BEGIN
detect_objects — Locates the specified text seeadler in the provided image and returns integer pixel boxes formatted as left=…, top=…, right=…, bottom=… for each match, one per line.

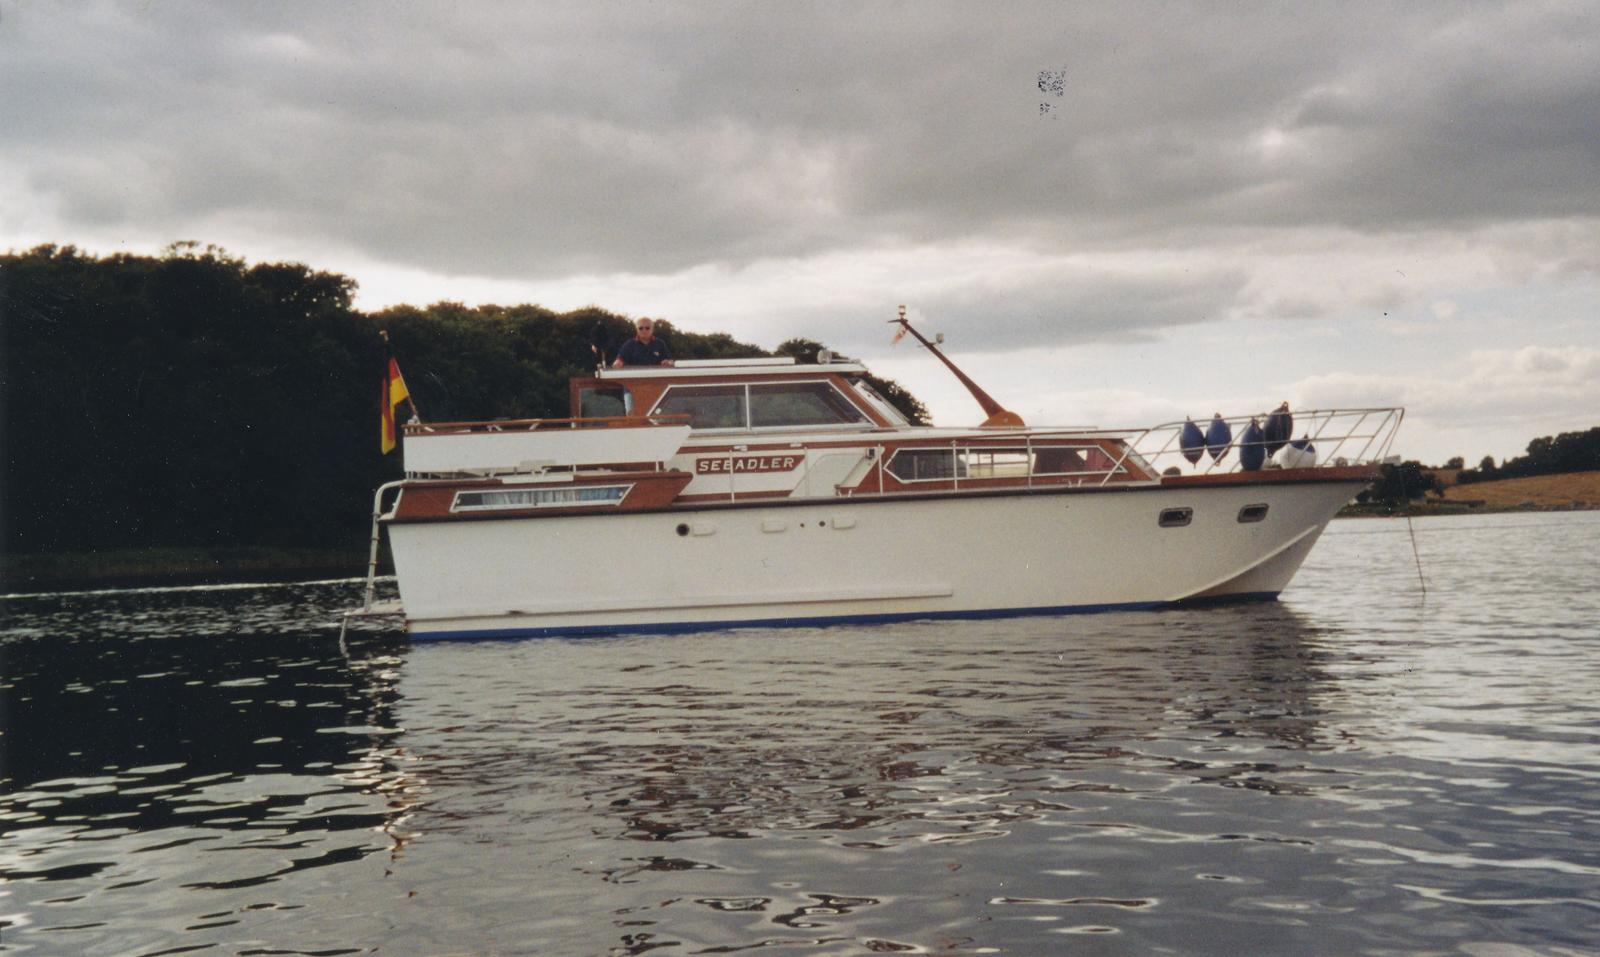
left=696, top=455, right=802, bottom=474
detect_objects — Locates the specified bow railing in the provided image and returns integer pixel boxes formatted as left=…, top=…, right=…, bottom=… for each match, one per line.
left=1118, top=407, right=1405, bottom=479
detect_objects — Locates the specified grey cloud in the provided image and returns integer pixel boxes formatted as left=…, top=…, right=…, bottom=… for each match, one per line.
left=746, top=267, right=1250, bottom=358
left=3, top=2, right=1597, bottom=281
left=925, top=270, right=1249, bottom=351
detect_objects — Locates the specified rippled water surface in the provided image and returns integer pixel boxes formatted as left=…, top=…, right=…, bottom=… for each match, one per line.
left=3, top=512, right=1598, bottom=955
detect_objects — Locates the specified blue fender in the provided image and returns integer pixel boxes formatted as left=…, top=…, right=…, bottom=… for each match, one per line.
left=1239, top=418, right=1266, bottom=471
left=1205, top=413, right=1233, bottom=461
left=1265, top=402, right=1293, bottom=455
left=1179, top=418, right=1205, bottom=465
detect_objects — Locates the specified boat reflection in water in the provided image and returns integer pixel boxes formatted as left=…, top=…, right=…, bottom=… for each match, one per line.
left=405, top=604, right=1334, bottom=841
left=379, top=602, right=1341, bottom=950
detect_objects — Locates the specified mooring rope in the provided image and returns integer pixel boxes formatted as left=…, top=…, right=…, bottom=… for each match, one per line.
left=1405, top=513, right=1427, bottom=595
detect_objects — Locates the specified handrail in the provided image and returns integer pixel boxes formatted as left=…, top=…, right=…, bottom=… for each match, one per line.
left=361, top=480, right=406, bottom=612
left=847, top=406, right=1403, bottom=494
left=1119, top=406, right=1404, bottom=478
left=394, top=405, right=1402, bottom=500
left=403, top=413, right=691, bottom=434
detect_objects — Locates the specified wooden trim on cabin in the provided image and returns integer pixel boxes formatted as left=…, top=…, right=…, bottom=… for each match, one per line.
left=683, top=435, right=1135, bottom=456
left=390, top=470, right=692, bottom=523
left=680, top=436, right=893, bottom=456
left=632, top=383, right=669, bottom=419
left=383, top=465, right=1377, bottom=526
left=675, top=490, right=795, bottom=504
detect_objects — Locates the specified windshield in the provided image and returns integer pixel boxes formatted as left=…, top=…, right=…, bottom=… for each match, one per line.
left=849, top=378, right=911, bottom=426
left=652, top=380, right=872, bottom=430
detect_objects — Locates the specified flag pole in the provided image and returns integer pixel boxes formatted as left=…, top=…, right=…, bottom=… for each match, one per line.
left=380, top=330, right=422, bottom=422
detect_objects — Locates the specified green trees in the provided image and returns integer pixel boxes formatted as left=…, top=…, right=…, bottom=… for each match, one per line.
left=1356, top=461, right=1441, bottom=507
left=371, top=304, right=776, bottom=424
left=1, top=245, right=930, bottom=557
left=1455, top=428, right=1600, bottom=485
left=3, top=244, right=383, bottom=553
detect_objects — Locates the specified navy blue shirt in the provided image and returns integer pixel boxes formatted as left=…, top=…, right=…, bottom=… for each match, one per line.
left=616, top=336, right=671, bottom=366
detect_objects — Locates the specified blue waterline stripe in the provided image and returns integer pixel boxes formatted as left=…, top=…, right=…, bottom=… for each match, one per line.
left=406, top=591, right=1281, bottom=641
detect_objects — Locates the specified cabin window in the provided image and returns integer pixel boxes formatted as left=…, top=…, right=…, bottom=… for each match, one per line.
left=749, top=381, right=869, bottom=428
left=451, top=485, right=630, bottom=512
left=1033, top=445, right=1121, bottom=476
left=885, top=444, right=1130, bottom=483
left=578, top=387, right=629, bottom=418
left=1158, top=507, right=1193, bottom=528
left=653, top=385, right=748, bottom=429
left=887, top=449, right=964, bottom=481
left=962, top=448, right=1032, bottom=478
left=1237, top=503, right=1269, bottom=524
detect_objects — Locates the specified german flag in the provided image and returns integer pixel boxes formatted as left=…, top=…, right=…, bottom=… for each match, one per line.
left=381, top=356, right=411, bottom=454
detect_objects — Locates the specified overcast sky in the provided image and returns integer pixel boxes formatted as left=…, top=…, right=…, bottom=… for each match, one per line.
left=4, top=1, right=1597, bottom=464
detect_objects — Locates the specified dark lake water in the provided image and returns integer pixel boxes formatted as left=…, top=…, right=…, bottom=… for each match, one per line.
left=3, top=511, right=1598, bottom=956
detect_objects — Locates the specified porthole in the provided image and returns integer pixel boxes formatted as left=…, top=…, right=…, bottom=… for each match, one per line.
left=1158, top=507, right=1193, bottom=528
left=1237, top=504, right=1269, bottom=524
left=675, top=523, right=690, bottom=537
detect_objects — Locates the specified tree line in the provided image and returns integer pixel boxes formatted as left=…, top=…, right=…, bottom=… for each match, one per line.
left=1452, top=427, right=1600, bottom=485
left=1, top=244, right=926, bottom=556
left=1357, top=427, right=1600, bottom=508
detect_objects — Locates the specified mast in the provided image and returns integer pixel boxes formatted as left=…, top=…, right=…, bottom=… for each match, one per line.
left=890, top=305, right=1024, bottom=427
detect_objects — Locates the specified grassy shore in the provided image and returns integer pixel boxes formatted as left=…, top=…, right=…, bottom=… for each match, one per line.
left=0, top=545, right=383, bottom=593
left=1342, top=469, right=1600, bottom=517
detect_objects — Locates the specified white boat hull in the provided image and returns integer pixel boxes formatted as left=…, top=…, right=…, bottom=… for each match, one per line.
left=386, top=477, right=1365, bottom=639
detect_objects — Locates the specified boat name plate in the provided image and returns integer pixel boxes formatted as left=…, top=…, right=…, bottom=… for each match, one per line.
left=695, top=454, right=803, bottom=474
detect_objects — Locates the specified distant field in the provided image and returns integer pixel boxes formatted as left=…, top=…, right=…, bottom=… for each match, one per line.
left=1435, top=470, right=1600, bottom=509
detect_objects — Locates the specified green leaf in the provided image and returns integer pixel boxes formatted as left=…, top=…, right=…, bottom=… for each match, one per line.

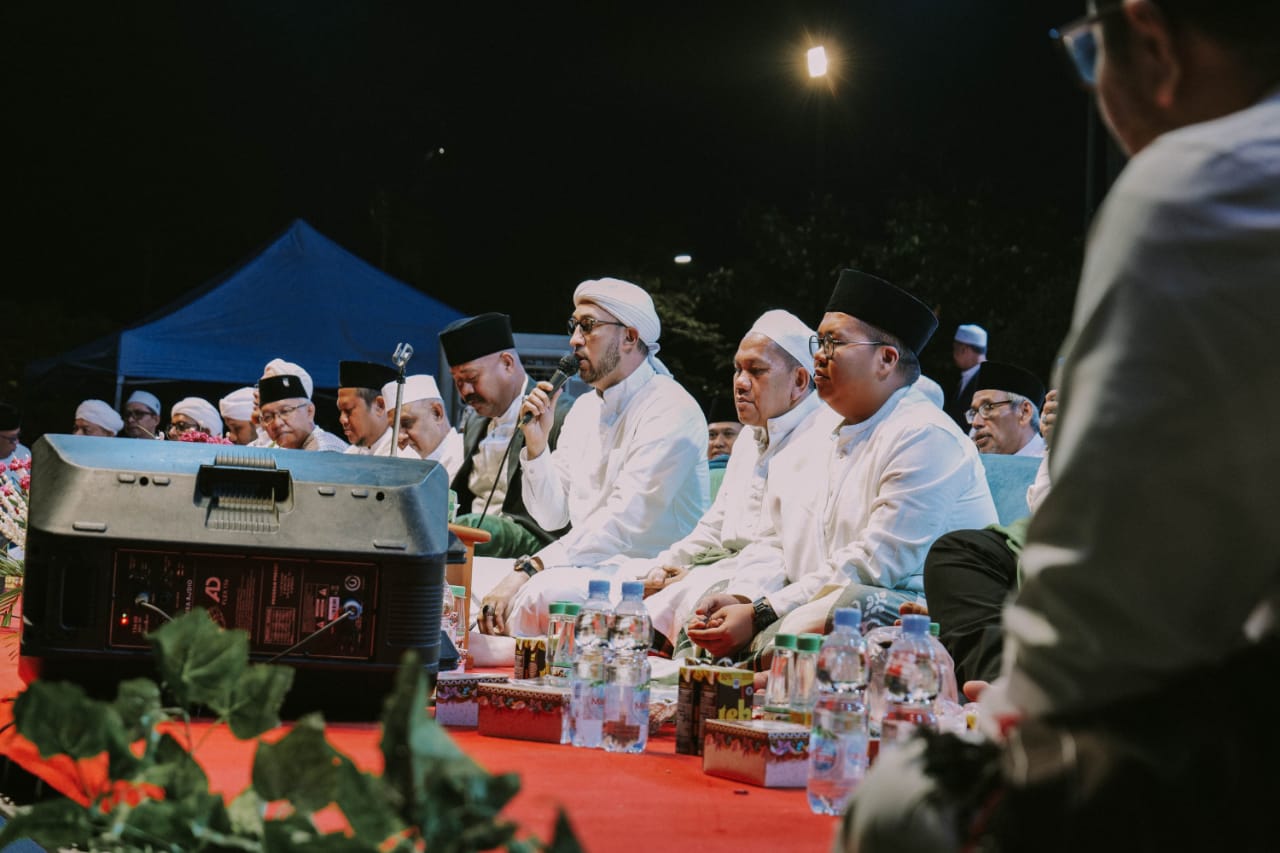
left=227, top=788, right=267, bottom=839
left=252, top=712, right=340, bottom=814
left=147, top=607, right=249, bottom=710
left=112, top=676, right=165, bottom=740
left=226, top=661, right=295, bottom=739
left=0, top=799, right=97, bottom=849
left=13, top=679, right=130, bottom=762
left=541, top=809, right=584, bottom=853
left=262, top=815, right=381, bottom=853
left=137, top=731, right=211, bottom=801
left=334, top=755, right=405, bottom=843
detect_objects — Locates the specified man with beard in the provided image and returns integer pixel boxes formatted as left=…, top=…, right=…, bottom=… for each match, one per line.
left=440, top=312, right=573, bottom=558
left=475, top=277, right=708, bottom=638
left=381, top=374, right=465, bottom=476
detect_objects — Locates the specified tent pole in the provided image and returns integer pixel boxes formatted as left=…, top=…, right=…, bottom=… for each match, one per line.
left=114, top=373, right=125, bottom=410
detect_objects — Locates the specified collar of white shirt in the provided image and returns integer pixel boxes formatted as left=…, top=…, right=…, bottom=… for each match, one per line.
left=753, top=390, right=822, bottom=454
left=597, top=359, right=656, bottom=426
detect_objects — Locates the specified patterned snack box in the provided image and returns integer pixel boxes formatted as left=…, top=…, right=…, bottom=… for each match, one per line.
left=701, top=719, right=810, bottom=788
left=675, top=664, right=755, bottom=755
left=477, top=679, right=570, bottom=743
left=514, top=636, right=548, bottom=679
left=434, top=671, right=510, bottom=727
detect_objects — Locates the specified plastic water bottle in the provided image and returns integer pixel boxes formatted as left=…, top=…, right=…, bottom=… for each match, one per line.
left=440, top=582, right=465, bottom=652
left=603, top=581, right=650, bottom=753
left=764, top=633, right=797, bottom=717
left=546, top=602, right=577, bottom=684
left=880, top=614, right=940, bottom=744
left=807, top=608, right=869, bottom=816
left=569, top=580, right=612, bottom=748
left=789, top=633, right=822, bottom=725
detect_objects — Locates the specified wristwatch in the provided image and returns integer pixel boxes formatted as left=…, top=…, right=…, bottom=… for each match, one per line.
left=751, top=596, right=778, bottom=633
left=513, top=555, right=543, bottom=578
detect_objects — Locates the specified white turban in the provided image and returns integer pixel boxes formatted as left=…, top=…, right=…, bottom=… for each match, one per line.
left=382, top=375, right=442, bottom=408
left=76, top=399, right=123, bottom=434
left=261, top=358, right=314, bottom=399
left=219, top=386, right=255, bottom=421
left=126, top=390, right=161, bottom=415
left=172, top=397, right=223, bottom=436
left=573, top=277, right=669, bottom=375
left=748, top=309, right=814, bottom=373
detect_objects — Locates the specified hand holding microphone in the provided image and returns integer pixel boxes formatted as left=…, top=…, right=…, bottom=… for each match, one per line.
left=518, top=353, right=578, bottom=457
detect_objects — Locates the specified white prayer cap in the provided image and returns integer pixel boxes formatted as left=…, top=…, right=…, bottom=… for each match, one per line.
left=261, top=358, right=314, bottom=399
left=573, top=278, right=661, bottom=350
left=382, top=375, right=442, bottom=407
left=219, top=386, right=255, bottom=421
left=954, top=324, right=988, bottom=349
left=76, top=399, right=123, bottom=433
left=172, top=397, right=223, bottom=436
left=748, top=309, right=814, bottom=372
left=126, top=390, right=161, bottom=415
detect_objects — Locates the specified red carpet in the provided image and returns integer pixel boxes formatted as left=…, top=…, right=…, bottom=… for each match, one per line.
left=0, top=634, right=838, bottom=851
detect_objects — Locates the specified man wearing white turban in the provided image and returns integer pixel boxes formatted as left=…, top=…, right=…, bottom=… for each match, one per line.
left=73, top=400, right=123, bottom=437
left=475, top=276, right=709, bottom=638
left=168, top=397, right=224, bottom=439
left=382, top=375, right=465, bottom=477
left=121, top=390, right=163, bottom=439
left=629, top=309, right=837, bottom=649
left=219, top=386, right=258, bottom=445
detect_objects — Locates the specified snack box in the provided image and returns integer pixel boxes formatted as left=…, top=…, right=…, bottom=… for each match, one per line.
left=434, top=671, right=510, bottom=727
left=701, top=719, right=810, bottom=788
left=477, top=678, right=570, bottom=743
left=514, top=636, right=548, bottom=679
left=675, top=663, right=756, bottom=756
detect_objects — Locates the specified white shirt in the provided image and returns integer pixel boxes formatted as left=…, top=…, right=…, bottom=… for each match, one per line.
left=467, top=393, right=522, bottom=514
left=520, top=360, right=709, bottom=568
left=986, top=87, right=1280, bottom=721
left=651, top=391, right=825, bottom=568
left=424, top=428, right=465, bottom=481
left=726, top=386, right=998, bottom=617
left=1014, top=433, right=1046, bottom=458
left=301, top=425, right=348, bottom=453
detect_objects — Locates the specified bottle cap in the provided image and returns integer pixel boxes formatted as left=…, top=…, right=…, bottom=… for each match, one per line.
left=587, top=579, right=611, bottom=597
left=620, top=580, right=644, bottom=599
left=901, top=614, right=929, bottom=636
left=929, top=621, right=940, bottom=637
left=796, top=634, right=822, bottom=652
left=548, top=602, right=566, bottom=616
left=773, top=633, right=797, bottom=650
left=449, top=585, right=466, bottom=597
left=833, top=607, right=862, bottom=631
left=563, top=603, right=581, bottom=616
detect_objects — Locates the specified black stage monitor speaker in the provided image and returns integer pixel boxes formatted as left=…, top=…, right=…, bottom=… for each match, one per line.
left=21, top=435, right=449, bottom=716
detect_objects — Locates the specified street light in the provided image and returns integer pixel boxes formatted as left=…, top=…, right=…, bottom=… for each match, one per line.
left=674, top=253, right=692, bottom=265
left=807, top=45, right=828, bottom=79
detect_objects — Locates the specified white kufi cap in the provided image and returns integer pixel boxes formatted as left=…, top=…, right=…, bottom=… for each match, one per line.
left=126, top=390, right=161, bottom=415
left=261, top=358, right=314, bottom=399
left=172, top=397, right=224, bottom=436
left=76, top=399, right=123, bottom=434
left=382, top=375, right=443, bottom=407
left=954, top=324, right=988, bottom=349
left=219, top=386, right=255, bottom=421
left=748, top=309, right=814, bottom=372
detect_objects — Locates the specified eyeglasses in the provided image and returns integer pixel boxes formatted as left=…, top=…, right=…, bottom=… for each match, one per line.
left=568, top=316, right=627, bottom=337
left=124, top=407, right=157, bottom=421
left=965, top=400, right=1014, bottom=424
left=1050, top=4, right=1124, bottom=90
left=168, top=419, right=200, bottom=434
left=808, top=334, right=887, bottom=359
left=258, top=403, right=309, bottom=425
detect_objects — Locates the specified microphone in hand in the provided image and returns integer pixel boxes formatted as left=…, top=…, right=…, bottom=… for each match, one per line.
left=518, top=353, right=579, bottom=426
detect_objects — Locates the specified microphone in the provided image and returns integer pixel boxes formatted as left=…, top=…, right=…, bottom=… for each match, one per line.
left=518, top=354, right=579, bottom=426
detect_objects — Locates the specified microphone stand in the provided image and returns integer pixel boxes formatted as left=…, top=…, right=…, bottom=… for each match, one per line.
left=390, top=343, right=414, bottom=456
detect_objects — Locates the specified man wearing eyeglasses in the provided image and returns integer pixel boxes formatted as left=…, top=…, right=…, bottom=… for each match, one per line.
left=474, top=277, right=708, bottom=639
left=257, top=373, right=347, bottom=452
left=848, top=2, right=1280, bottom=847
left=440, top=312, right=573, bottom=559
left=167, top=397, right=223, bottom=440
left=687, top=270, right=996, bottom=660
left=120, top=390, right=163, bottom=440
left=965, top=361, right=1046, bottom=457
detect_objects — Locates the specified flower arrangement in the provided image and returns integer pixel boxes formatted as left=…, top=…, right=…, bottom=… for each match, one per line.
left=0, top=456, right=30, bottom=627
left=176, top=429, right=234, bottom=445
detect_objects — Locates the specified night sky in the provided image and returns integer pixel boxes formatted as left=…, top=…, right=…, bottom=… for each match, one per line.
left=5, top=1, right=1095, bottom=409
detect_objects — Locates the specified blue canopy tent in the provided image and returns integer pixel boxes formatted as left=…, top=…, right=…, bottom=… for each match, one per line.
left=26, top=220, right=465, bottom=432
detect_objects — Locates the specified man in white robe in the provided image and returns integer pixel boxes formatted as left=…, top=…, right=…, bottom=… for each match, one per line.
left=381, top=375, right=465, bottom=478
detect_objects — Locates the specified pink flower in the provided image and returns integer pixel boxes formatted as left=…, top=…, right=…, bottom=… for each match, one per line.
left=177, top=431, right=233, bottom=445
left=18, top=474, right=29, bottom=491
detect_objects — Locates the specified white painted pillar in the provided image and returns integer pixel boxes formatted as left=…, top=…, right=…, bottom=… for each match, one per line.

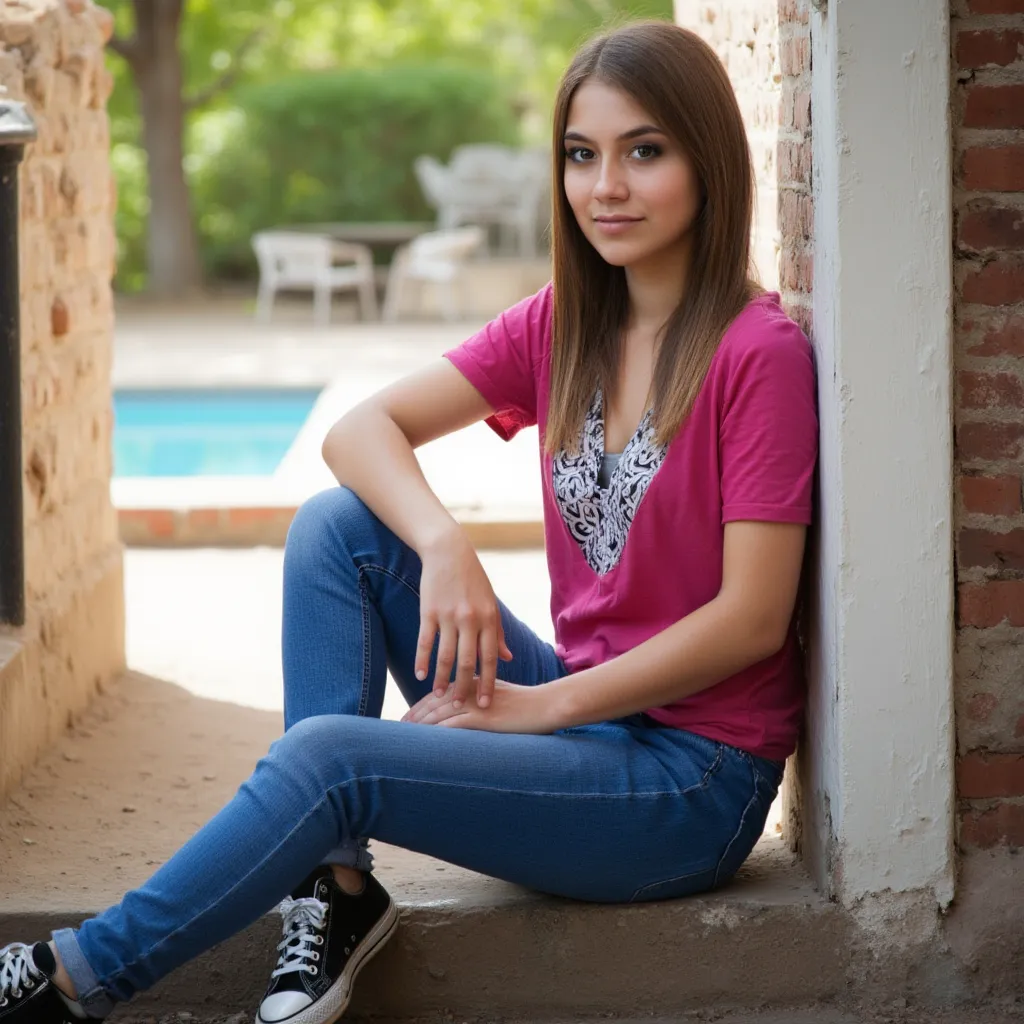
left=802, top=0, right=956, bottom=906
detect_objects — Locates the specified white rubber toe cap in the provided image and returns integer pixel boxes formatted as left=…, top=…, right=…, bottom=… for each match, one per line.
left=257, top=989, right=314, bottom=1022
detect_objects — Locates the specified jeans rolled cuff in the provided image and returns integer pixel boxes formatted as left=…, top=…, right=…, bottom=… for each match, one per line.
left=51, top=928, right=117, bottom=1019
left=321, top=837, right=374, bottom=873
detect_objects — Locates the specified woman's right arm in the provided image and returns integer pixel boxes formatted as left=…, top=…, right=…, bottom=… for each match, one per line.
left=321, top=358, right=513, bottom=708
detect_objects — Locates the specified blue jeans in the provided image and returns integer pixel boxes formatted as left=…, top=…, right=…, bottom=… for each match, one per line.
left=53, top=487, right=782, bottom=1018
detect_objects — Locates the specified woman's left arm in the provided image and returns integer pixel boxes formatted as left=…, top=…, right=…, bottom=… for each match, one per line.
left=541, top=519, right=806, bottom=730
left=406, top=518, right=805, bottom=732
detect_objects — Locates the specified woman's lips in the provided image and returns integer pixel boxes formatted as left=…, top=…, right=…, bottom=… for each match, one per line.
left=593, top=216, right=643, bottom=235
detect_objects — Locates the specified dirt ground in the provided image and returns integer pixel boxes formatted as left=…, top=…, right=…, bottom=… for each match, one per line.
END
**Task objective**
All that is wanted is the line with "detect_objects — Locates the specified woman's right" and every later line in the entries, reproduced exactly.

**Task response**
detect_objects — Locates the specified woman's right arm in the provided image and returns integer pixel boxes formatted as left=…, top=…, right=…, bottom=… for each match, one per line.
left=321, top=358, right=513, bottom=708
detect_objects — Locates the specified blue jeans in the provided image and returns integer pixel boxes formatted as left=…, top=…, right=…, bottom=… for each match, one per line.
left=53, top=487, right=782, bottom=1018
detect_objects — Locates the specified woman's left arm in the provided image and returns integer pixel boxes formatted as left=…, top=…, right=…, bottom=… for each match, one per line.
left=541, top=519, right=806, bottom=730
left=406, top=518, right=805, bottom=732
detect_objects — Locates the specified woman's lips in the provided image and returns integer pixel boxes formatted as left=…, top=…, right=…, bottom=… for each match, one per line.
left=593, top=216, right=643, bottom=235
detect_objects — Locates the specified dirt ground in the provided image and returns integer pixel boxes formatted as left=…, top=…, right=…, bottom=… for each match, one per line.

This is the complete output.